List every place name that appears in the diary text below.

**Page text:**
- - -

My oldest son’s birthday. I caught him going to the shops in Wellingborough. Why Wellingborough, you may ask. That’s where he lives. As he was out of the house he could tell me how coronavirus has hit his partner’s family. Her stepmother died from it and then her father tried to kill himself. It’s all very sobering and depressing and the other side of that is that we’re so lucky when we don’t have to deal with that up close. Suddenly lockdown in Monaco seems a glorious alternative.

Thursday, April 30

I see that car rental company Europcar is going to be bailed out at a cost of 200 million euros. This makes me very angry because 18 years ago the company claimed I’d damaged the bottom of their car and would have to pay 250 pounds to have it repaired. I had travelled back to UK with my young family and we were counting every penny. It was an insult – of course we couldn’t see under the car and they already had our card details – and it hurt us in the pocket. It was a scam being played out on many clients at the time and I’ve never forgiven them.

- - -

**Dataset content:**
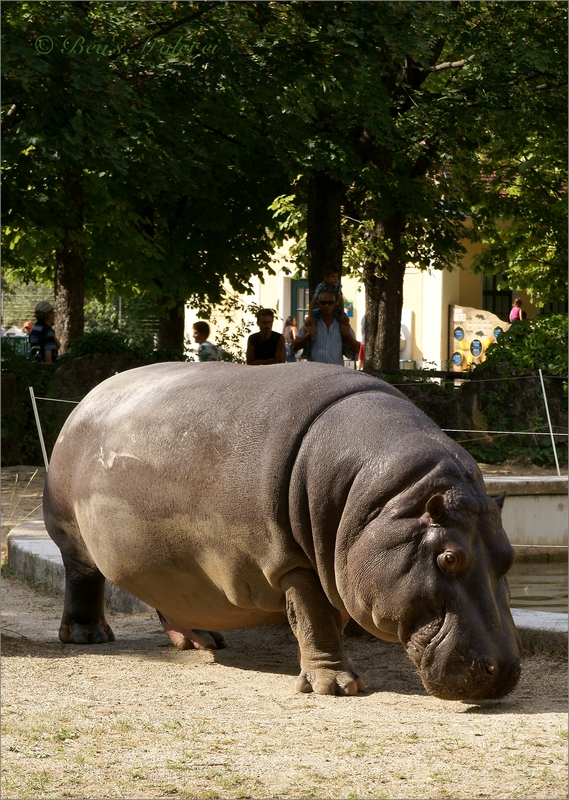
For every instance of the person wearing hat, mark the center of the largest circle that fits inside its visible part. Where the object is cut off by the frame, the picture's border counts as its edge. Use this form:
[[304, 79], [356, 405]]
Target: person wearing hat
[[43, 343]]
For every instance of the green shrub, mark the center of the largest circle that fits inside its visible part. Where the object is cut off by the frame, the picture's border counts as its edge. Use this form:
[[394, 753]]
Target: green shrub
[[540, 343]]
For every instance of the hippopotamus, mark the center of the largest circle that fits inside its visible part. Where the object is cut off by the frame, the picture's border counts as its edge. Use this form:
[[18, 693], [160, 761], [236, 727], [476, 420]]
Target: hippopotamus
[[229, 497]]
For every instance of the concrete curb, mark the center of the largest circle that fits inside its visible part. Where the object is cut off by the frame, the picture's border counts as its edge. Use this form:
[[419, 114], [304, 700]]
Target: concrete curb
[[37, 559]]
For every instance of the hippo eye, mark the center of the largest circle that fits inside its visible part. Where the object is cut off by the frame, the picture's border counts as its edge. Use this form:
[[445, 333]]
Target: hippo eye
[[451, 561]]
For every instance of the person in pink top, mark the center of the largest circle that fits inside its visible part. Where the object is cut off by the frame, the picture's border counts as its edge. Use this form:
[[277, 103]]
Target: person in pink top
[[517, 313]]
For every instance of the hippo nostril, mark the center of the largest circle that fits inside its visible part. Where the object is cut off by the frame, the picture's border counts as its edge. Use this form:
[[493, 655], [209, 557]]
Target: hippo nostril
[[487, 665]]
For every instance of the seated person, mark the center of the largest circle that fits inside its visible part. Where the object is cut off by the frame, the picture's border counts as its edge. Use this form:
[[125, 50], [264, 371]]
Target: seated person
[[267, 346]]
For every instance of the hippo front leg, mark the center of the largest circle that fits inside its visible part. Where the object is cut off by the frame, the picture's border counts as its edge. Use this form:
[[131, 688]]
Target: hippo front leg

- - -

**Task output:** Wellingborough, Monaco, UK